DOCUMENT EXTRACT >>
Human and veterinary paths merged for Cook at Mizzou’s Comparative Orthopaedic Laboratory, where he and his colleagues conduct translational research, developing and testing products that benefit both humans and animals. He has also developed surgical procedures, including one that repairs rotator‐cuff damage often found in working dogs.
One such dog — a service golden retriever named Eagle serving his quadriplegic owner, Michael Ray of Deltona, Florida — sustained shoulder damage from opening doors and pulling his master’s wheelchair. Ray, the victim of a road‐rage gun assault that left him paralyzed, implored Cook to travel south and perform the surgery.
“I was able to get Eagle back to work, form a friendship with Michael, and pass on the technique to a friend and colleague at the University of Florida,” says Cook of the surgical method he developed in veterinary cases, which is now used in humans. “It was a win‐win.”
After the successful surgery in 2005, Ray nominated Cook for the Morris Animal Foundation’s Best Veterinarian in America award, which Cook accepted in Las Vegas. Ray, who’d told Cook he couldn’t attend, not only appeared on stage but also presented Cook with a golden retriever puppy. Cook named him Vegas, and the pup became the first of five service dogs Cook and his wife, Cristi, DVM ’93, MS ’98, also an MU veterinarian, have raised through the New Horizons Service Dogs program.

PROBLEMS TO WORK ON >>
1. List every person named in the excerpt on Cook's veterinary work.
2. Return the text of the excerpt on Cook's veterinary work between "Human and veterinary" and "in working dogs.", inclusive.

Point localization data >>
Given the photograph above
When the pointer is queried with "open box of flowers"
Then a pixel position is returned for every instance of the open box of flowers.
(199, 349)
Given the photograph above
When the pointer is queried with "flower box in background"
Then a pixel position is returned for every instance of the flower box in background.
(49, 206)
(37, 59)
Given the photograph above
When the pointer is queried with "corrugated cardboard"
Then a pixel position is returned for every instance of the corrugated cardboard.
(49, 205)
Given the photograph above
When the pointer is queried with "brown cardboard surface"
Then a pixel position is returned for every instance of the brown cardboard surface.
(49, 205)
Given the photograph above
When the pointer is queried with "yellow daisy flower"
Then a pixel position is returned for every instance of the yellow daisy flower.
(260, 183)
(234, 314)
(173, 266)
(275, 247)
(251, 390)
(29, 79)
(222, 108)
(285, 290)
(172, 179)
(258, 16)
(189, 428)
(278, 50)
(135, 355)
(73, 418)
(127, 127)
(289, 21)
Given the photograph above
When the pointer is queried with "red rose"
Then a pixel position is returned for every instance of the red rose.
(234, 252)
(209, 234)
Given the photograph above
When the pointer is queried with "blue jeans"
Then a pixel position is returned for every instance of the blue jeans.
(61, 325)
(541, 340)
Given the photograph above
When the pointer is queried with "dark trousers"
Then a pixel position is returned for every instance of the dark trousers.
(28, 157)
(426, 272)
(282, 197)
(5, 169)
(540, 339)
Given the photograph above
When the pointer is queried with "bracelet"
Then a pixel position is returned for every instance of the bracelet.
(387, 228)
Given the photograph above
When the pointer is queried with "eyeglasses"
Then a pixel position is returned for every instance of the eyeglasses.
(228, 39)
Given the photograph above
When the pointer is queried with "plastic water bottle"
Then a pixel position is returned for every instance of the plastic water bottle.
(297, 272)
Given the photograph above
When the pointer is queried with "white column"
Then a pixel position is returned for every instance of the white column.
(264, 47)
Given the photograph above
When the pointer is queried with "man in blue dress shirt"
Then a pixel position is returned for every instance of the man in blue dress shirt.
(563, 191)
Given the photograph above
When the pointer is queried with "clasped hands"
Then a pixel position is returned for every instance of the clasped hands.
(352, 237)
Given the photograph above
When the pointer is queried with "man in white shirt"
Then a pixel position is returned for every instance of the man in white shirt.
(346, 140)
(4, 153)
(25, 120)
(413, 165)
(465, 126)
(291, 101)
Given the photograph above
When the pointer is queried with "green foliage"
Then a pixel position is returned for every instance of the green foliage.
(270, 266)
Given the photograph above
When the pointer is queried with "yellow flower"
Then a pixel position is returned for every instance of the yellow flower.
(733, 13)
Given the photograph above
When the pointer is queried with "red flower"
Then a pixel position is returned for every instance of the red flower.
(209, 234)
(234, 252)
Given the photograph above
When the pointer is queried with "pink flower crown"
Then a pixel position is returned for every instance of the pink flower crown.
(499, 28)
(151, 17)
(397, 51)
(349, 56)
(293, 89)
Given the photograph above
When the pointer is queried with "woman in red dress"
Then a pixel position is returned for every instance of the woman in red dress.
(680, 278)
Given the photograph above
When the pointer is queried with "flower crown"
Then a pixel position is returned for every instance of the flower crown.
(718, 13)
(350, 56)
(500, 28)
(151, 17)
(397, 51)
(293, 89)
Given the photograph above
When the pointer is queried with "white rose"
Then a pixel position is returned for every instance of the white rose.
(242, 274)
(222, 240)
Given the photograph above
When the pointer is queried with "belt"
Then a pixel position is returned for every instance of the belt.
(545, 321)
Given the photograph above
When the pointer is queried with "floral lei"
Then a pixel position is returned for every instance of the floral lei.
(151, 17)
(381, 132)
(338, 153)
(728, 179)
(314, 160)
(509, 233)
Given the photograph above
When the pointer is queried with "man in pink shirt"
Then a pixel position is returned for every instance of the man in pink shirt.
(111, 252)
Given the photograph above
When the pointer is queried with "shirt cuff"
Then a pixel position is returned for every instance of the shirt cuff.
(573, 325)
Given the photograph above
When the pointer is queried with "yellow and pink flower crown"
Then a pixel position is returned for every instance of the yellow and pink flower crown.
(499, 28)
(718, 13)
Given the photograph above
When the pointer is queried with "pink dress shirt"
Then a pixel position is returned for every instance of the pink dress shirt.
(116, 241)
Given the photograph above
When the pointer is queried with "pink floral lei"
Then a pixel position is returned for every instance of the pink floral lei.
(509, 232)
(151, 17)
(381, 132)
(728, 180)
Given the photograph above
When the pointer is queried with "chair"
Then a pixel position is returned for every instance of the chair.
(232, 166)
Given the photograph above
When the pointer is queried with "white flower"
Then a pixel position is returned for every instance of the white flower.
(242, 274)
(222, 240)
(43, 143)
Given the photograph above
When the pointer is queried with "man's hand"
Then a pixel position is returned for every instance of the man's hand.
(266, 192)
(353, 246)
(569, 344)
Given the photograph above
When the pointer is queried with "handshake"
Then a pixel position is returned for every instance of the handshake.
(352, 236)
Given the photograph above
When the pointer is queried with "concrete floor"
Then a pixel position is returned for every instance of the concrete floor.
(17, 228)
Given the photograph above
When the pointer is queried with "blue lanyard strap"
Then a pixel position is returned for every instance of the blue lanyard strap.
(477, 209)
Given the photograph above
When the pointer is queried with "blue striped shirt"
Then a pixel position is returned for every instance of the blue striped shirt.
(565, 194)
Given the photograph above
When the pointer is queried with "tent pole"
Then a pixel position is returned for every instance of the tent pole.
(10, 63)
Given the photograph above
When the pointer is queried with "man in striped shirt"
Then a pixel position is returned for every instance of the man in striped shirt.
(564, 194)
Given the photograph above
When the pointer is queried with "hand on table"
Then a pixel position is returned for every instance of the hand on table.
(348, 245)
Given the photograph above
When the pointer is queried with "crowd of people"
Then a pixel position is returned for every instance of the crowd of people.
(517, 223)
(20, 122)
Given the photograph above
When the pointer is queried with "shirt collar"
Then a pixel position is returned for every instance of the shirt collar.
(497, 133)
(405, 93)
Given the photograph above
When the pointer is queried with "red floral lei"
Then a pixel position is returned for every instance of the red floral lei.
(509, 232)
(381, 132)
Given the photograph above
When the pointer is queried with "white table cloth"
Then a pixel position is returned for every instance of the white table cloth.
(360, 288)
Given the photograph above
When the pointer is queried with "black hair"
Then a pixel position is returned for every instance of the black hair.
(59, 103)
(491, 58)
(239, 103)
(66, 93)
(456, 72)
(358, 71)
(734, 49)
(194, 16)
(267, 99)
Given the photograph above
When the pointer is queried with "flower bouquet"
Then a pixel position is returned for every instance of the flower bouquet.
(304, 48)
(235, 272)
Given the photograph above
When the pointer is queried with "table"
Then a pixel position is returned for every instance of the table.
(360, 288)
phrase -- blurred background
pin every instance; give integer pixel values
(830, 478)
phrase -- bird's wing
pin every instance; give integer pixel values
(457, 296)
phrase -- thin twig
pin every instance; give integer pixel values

ANSWERS TO THE PROBLEMS >>
1. Cook; Michael Ray; Cristi

2.
Human and veterinary paths merged for Cook at Mizzou’s Comparative Orthopaedic Laboratory, where he and his colleagues conduct translational research, developing and testing products that benefit both humans and animals. He has also developed surgical procedures, including one that repairs rotator‐cuff damage often found in working dogs.